PROMPT ▸ Each record is to be printed again precisely as it reads.

— BEGIN SUPPLIED MATERIAL —

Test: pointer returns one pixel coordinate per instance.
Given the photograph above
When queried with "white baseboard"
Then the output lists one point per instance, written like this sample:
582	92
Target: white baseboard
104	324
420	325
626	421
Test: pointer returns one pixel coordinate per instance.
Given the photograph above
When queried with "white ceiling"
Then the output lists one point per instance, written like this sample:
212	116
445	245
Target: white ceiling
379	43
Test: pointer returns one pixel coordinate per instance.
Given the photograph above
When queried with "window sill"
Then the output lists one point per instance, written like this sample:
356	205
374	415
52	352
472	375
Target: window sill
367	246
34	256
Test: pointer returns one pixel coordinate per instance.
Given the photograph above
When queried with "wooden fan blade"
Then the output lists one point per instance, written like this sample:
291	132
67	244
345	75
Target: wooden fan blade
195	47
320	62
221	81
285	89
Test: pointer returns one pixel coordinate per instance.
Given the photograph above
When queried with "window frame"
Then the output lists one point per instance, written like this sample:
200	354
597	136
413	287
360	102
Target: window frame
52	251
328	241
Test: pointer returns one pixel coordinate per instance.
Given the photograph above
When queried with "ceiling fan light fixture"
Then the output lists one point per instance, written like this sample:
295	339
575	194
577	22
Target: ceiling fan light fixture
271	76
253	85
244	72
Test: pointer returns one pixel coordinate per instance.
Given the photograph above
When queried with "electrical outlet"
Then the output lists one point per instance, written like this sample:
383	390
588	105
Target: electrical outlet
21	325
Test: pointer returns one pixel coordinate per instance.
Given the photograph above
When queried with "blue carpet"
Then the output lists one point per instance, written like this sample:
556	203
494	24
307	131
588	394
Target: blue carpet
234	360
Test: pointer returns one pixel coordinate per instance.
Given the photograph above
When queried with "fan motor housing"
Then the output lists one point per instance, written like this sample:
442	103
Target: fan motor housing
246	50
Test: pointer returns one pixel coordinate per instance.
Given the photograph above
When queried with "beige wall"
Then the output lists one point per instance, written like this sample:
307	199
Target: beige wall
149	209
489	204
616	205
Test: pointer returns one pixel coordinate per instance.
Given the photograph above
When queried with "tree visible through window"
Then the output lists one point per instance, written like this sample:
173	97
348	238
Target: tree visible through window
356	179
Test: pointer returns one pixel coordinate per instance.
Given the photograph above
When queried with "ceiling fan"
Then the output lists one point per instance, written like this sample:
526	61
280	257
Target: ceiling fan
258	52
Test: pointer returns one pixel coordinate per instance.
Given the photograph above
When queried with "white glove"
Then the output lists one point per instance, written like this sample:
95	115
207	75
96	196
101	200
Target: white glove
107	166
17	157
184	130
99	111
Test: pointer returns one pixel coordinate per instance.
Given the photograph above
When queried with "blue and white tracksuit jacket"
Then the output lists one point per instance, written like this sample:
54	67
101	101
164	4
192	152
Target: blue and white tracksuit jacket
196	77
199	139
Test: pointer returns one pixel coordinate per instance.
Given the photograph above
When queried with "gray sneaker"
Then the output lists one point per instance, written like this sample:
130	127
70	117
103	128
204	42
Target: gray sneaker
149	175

— END SUPPLIED MATERIAL —

FINAL ANSWER ▸
Test: pointer returns one pixel coordinate per instance.
Given the photograph above
When queried with "white baseboard"
Then the output lists one point per instance, written like this sample:
582	92
Target: white baseboard
104	324
420	325
626	421
Test: pointer returns one pixel coordinate per instance.
Given the photograph above
When queried with "white ceiling"
Then the output lists one point per instance, written like this sample:
212	116
445	245
Target: white ceiling
379	43
Test: pointer returns one pixel coordinate per instance.
Given the photograph above
When queried with "window sill"
Then the output lists one point per instance, written like this sample:
356	205
374	415
52	352
472	375
Target: window sill
367	246
34	256
Test: pointer returns one pixel coordinate per instance.
Given the photograph above
When queried with "wooden fan blade"
Then the output lists one point per instance, written like this sample:
291	132
67	244
345	75
Target: wooden fan blade
195	47
320	62
221	81
285	89
Test: pointer returns one pixel coordinate per instance.
Given the photograph above
When queried with "window frame"
Then the output lists one point per instance, written like this sample:
200	354
597	136
413	287
360	102
Target: window frame
52	251
328	241
Test: pointer returns one pixel coordinate per instance.
Given the photograph above
When queried with "ceiling fan light fixture"
Then the output lists one point per instance, written like this sample:
295	339
575	194
577	22
Target: ceiling fan light fixture
271	76
253	85
244	72
Test: pointer returns one pixel coordinate per instance.
Given the photograph above
When queried with "electrical outlet"
Then the output lists one point per instance, written like this sample:
383	390
588	105
Target: electrical outlet
21	325
Test: pointer returns one pixel coordinate per instance.
Given the photograph above
When queried with "blue carpet"
Then the output lists one point per instance, written like this sample:
556	203
494	24
307	131
588	394
Target: blue carpet
234	360
Test: pointer returns one pixel coordinate per instance.
Given the photograph above
When queried with "fan motor housing"
Then the output lists one point per instance, written like this sample:
442	103
Target: fan motor housing
246	50
Test: pointer returns one pixel coordinate per instance.
Given the photograph above
When queried with "beige wall"
Then the output lists one point per instance, written like this sample:
307	199
Target: beige wall
149	209
489	204
616	205
Test: pointer returns one pixel coordinate per instance.
Given the photograph above
When queried with "tree visible through window"
Then the output lists one point per instance, written like this sample:
173	97
348	238
Target: tree visible through window
356	179
Test: pointer returns one pixel coordinate per instance.
Given the photograph above
When queried with "ceiling fan"
Then the output lists one point per instance, written like this sample:
526	61
280	257
Target: ceiling fan
258	52
Test: pointer returns one pixel coordinate per instance.
Given the photograph above
When queried with "white glove"
Then the output lists one point per instance, written like this sample:
95	115
207	75
96	196
101	200
Target: white glove
107	166
17	157
184	130
99	111
Test: pointer returns one pixel coordinate per instance.
Given the photograph above
When queried with "blue and white tracksuit jacket"
Then the output lists one point per instance, written like this sample:
54	67
101	101
164	4
192	152
Target: blue and white tracksuit jacket
196	77
199	139
Test: pointer returns one pixel coordinate per instance.
Given the photograph above
When queried with "gray sneaker"
Then the output lists one point per instance, written like this sample:
130	127
70	117
103	128
204	42
Target: gray sneaker
149	175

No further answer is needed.